▶ **WHAT TO WORK ON**:
List every line of the material that contains the word "stainless".

☆ ☆ ☆ ☆ ☆ ☆ ☆

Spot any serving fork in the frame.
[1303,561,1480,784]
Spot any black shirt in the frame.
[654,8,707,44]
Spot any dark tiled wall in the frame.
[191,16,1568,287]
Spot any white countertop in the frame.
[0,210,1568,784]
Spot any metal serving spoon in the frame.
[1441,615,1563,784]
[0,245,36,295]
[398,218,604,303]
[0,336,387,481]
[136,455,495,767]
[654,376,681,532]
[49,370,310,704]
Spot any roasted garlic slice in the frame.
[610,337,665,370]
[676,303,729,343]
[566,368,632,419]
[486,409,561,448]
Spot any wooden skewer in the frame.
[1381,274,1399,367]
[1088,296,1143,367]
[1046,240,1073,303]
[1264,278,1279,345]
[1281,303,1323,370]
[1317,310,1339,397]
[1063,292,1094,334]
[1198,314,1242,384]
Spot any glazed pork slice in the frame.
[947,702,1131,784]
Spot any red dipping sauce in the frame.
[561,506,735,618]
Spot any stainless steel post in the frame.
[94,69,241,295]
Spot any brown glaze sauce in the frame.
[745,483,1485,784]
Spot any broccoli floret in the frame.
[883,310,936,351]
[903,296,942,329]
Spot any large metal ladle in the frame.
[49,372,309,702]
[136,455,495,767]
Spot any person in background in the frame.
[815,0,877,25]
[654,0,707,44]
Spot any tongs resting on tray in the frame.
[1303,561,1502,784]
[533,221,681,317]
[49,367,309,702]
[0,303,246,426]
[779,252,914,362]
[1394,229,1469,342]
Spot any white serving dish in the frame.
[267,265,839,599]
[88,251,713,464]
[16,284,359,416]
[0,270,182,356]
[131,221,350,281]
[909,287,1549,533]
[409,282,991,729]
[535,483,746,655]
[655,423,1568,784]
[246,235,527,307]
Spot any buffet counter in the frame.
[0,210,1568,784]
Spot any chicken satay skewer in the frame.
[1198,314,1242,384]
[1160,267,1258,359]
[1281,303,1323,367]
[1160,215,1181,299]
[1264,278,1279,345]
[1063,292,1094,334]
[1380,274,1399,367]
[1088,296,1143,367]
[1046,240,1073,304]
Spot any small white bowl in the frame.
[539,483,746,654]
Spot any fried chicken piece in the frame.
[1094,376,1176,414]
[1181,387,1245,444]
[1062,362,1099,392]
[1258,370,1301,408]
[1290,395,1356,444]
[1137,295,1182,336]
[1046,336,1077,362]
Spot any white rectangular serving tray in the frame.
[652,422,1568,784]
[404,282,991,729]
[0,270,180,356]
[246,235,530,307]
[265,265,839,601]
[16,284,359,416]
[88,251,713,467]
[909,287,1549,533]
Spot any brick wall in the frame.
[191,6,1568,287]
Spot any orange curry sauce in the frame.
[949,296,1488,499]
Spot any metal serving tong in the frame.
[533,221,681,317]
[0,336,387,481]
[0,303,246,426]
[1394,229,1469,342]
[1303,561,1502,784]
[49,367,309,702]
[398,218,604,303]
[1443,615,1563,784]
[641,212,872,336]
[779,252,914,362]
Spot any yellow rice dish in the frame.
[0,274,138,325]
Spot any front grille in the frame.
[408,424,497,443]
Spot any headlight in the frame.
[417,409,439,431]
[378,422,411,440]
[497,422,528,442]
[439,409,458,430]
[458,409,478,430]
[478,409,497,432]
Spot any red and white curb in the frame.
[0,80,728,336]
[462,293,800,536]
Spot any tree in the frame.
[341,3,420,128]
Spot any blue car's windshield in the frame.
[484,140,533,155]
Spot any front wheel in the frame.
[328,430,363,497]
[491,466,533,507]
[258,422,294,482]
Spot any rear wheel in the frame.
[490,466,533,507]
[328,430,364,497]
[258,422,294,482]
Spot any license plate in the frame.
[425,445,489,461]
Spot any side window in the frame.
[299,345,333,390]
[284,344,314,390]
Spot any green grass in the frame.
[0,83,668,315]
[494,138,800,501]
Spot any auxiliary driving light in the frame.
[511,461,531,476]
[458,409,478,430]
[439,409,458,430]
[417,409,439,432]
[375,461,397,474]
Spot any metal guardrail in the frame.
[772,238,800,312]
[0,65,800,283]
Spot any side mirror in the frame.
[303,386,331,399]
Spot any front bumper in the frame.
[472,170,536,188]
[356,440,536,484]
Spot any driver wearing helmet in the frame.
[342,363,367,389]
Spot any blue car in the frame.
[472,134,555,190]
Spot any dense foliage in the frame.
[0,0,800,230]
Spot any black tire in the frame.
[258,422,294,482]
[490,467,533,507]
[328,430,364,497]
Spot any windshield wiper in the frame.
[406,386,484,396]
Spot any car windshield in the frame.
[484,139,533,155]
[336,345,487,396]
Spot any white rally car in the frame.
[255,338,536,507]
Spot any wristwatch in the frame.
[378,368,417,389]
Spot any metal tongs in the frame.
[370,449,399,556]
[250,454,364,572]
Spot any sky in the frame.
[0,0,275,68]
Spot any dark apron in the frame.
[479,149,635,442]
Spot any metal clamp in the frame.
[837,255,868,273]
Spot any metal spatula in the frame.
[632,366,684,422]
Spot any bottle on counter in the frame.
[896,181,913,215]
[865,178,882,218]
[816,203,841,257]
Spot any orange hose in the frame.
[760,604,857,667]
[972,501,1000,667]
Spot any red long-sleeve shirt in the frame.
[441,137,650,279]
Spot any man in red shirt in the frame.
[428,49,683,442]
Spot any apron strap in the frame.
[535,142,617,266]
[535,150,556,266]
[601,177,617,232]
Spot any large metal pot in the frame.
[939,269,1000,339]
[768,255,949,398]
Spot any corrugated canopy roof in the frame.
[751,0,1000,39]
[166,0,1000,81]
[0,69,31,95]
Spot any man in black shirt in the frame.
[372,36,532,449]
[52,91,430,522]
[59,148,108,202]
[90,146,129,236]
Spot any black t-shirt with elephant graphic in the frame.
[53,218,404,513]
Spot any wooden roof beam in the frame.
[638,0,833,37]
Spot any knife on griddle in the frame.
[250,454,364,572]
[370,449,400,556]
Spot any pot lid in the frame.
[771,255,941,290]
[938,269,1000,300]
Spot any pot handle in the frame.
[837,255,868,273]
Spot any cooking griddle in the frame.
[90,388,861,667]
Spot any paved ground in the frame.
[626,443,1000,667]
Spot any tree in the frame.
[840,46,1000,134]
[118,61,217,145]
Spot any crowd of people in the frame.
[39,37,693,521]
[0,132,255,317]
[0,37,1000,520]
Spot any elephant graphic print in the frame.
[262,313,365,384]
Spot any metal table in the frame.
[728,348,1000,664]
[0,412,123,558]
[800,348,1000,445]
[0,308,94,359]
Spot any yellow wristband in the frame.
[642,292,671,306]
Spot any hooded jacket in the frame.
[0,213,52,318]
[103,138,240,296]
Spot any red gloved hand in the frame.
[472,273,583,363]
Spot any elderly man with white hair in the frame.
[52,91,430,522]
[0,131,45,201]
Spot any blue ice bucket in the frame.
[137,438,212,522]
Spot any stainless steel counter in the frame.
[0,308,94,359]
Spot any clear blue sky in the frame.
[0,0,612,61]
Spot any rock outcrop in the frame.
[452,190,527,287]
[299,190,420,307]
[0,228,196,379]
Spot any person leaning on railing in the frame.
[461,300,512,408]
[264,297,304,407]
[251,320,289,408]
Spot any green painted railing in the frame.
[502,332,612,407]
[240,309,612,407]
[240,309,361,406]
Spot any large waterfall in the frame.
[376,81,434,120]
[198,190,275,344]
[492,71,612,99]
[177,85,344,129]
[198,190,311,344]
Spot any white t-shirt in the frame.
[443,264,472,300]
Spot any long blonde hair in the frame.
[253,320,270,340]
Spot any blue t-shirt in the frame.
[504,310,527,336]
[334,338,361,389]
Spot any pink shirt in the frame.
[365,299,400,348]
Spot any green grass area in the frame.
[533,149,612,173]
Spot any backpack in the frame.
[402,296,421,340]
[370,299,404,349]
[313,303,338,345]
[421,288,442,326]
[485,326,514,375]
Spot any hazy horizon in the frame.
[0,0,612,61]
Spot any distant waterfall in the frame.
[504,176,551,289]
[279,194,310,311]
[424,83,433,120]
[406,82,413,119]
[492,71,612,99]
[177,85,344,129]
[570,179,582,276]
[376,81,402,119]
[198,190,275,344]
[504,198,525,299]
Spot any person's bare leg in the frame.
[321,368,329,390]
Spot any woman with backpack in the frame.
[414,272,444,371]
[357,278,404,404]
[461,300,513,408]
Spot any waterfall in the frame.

☆ ☆ ☆ ☆ ☆ ☆ ☆

▶ **EXERCISE RESULT**:
Spot any stainless steel post in the frame.
Spot any stainless steel counter in the frame.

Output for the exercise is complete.